### EXCERPTED PASSAGE
In his final week in office, President Barack Obama is set to lift trade sanctions against Sudan, an East African nation designated a state sponsor of terrorism since 1993, the Associated Press reported Friday.

The AP cited three officials who attributed the policy change to the Sudanese government’s stronger stance on fighting terrorism and keeping the country from becoming a sanctuary for rebels from South Sudan, which gained independence from Sudan in 2011 and has been locked in a bloody civil war for more than three years.

The policy change will come in the form of an executive order, the New York Times reported. While administration officials told the Times that President-elect Donald Trump’s transition team had been briefed on the action, they did not know whether Trump would maintain the improved trade relationship.

The adjustment would be a welcome change for Sudan, one of the world’s poorest nations. With a population of roughly 40 million, Sudan has a gross domestic product of about $4,400 per capita, compared to $56,100 in the U.S., according to data from the Central Intelligence Agency.

### GIVEN DATA
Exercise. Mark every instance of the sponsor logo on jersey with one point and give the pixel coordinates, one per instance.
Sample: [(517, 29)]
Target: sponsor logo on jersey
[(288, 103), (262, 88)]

### REQUESTS
**a.** In the article about lifting trade sanctions on Sudan, why did the officials cited by the AP say the policy was changing? Answer in one to three sentences.
**b.** Pick up the article on the Sudan sanctions decision after its final sentence and keep it going.

### FINAL RESULTS
**a.** The three officials said the change came because the Sudanese government had taken a stronger stance on fighting terrorism. They also credited its work to keep the country from becoming a sanctuary for rebels from South Sudan.

**b.**
There will be limits on the easing of the economic sanctions, however. The penalties the nation faces related to its “state sponsor of terrorism” designation will remain intact, and these new friendlier trade relations could be derailed if the Sudanese government reverses course on its anti-terror policies, according to the AP.

Sudan isn’t the only country where Obama has stepped up trade relations during his eight years as president. In December 2014, Obama announced an end to the U.S. embargo against Cuba that had been in place for more than half a century.

But Sudan is still among a very long list of countries facing U.S. sanctions.